Instructions -
**a)** In the wine visualization notebook below, list every code comment (each part of the code that begins with #).
**b)** Extend the wine visualization notebook below, picking up right after its final code cell.

Source text -
Discrete Categorical Attributes¶

The attribute quality is categorical in nature and we can visualize this type of attributes using barplot or countplot.

In [40]:
# Countplot for quality of wines present in different category of wines (red and white)
fig()
sns.countplot(x = wine.quality, hue=wine.color, 
              width = 0.6)
# Add title and label axis
label('Quality', 'Count', 'Quality of wine')

# Remove spines
remove_borders()

# Show the plot
plt.show()

From above countplot, we can observe that the average quality of wines are more than good and bad quality of wines in both variants of wines.

We can visualize scatterplot matrix for the better understanding relationship between a pair of variables. It plots every numerical attribute against every other. 'pairplot' of seaborn helps to achieve this

In [43]:
# red wine
sns.pairplot(red)

Data -
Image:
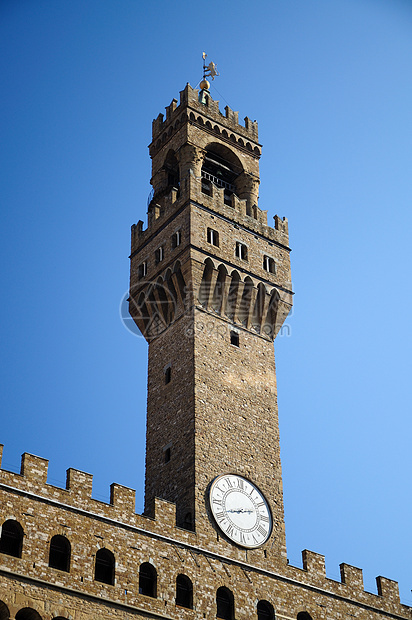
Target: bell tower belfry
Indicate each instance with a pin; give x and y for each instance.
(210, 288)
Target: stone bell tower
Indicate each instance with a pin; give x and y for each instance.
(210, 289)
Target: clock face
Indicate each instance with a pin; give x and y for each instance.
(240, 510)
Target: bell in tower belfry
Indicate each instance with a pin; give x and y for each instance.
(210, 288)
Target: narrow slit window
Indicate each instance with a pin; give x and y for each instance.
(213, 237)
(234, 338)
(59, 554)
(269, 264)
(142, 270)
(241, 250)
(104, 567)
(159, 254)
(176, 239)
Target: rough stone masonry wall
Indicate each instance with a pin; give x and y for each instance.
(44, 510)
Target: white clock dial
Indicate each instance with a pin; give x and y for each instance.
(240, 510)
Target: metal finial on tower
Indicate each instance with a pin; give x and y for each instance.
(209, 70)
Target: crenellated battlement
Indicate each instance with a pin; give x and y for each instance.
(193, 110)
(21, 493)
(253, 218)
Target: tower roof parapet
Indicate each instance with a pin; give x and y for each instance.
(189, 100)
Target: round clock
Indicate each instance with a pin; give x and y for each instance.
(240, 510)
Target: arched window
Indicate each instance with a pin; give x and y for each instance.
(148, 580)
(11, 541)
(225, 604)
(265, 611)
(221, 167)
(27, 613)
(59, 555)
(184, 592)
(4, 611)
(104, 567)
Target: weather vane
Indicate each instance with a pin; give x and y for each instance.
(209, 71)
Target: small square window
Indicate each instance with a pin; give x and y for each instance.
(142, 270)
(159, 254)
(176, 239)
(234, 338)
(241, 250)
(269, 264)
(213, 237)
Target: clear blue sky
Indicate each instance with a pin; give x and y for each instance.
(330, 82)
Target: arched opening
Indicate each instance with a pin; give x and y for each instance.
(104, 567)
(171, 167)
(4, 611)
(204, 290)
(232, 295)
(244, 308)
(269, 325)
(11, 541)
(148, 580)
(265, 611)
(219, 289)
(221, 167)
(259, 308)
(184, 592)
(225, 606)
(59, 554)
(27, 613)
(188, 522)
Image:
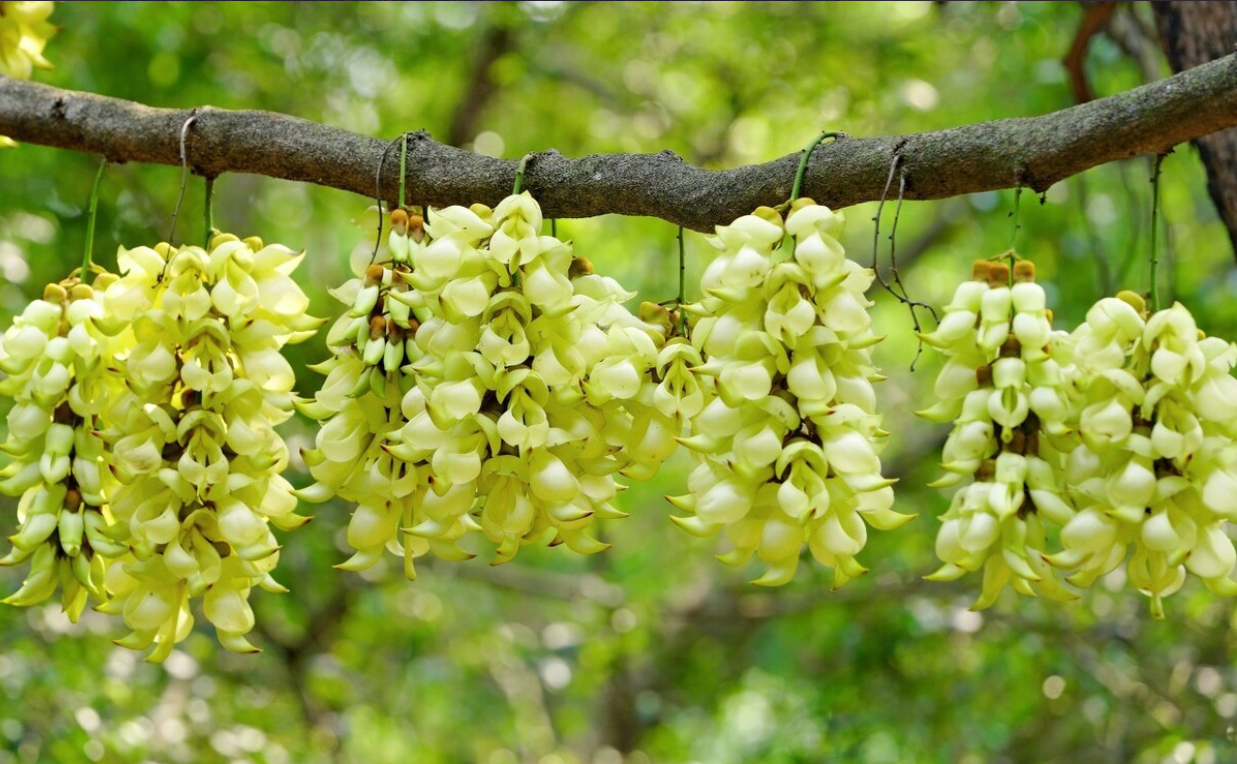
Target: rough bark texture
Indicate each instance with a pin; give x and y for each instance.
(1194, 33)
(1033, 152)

...

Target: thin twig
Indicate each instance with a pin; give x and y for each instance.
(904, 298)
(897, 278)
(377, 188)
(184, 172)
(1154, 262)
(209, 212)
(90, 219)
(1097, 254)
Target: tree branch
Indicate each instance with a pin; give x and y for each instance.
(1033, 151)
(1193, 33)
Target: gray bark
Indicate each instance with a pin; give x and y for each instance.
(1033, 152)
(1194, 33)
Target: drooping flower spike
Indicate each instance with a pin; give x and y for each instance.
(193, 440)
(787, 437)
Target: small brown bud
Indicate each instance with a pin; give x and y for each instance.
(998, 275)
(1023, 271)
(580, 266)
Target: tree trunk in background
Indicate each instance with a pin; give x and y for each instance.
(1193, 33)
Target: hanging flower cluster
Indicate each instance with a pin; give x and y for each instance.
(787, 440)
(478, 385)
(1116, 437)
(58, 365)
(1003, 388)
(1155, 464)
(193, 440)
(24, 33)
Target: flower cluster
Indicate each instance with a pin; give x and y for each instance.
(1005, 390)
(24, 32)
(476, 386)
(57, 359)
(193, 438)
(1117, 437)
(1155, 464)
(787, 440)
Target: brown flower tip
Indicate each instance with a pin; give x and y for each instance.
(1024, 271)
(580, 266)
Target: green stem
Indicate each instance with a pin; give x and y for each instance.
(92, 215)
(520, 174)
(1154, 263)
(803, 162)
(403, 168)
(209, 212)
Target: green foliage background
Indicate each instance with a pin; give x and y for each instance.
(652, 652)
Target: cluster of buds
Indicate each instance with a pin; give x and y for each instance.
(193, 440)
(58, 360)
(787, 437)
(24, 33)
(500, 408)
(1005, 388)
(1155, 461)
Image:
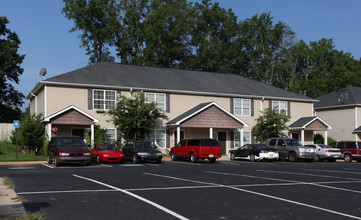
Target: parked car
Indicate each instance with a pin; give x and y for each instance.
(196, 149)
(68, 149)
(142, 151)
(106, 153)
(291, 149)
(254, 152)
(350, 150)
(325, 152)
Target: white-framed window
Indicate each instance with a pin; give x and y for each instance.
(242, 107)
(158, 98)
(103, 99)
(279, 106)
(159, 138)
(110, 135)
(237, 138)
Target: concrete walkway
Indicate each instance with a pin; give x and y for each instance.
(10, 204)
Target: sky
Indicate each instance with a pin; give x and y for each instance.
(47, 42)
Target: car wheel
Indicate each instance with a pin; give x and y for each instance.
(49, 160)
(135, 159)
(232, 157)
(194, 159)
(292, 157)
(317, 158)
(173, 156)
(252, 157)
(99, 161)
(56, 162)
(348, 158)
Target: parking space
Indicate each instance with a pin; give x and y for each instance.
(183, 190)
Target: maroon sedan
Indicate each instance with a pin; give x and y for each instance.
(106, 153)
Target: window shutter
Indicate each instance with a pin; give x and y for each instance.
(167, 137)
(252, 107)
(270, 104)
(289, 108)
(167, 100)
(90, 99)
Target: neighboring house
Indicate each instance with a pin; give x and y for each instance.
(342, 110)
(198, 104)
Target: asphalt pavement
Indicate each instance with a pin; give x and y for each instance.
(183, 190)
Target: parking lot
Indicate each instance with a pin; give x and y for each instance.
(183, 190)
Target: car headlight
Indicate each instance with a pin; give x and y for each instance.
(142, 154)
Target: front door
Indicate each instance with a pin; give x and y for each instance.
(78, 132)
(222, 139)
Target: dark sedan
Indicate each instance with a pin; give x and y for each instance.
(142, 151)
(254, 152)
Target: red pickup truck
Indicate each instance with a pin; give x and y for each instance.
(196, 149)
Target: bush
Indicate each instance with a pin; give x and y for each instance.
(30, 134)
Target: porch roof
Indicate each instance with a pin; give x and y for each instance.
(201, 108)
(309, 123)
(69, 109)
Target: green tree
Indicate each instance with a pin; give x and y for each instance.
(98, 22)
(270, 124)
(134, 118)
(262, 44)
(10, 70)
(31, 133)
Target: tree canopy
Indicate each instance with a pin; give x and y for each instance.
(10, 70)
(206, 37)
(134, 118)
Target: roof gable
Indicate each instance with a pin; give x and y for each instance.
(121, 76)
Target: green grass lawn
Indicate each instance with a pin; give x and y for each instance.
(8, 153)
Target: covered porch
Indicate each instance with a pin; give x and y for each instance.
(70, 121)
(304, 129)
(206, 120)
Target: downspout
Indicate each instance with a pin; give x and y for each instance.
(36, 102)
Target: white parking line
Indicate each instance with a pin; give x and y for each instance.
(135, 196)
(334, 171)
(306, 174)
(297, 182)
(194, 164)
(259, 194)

--

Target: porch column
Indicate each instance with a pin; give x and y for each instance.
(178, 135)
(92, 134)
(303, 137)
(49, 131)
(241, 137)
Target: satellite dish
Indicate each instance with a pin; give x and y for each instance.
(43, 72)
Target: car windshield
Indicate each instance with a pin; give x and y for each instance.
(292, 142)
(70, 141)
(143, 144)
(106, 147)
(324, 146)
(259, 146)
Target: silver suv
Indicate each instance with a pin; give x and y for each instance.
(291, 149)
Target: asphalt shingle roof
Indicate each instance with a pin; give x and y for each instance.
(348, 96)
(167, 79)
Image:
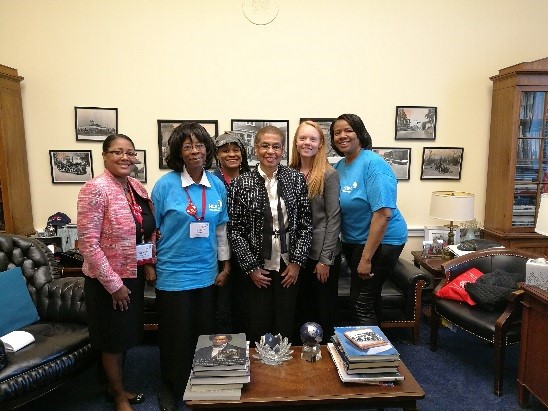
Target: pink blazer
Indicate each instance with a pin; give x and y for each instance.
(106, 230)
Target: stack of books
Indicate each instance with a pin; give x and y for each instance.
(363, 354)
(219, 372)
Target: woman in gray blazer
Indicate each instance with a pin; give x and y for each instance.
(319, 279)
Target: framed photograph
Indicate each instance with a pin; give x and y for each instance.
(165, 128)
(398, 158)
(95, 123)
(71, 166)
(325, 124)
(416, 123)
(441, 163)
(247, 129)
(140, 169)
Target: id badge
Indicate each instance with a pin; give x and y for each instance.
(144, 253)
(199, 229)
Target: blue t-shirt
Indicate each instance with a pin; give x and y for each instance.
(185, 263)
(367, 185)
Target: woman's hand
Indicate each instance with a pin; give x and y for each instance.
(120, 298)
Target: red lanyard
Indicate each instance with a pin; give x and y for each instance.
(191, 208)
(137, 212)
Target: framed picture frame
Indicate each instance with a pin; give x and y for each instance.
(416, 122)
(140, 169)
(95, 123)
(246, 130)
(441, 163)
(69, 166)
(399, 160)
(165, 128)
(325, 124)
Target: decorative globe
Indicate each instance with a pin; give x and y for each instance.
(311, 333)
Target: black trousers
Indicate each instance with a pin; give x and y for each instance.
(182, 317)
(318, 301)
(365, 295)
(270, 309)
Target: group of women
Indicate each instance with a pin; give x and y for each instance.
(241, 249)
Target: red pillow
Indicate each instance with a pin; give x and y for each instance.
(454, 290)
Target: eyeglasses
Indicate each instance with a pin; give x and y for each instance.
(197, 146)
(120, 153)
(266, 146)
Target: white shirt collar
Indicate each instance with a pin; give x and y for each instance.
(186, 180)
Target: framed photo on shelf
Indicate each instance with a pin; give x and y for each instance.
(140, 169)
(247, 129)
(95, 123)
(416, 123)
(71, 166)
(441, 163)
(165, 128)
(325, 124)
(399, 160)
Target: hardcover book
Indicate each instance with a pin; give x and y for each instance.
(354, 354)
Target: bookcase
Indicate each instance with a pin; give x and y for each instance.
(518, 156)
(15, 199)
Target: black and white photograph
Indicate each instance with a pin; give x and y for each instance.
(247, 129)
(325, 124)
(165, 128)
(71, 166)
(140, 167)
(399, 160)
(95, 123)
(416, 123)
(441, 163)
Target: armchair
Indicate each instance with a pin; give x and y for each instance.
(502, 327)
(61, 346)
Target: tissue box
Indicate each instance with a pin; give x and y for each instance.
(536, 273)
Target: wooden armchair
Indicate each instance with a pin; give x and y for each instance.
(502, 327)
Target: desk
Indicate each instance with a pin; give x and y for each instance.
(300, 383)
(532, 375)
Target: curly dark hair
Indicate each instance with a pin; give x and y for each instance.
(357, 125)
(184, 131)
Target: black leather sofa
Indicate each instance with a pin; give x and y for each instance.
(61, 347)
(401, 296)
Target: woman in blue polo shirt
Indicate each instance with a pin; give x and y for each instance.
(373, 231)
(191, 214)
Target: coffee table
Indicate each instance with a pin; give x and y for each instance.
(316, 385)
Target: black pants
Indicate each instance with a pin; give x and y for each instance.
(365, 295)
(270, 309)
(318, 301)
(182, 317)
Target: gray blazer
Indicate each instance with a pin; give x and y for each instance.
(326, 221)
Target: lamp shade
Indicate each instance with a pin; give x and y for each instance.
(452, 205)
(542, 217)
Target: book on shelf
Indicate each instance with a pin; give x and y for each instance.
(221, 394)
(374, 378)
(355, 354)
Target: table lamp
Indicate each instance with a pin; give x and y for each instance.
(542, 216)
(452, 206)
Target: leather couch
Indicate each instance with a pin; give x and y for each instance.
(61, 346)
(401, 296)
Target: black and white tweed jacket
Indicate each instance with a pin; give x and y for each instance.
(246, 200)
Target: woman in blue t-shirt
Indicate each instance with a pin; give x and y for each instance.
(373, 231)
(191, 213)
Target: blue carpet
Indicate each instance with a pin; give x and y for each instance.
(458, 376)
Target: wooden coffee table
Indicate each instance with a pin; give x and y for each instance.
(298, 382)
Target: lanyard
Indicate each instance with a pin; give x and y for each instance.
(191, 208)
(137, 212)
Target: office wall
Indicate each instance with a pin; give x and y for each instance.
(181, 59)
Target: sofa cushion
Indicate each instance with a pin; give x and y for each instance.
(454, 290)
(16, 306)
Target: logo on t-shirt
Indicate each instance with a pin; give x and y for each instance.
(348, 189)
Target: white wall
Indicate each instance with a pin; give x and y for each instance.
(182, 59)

Replies -
**a)**
- # Countplot for quality of wines present in different category of wines (red and white)
- # Add title and label axis
- # Remove spines
- # Show the plot
- # red wine

**b)**
plt.show()

The correlation between fixed_acidity and citric_acid is 0.67 (you could find this value in the correlation matrix of red wines). Looking for scatterplot for this pair of variables, we can see the positive linear correlation between these two variables. We can observe the upward trend, and also the points are not too dispersed.

Similarly we can plot scatter plot between variables for white wines.

In [44]:
# Pairplot
sns.pairplot(white)

plt.show()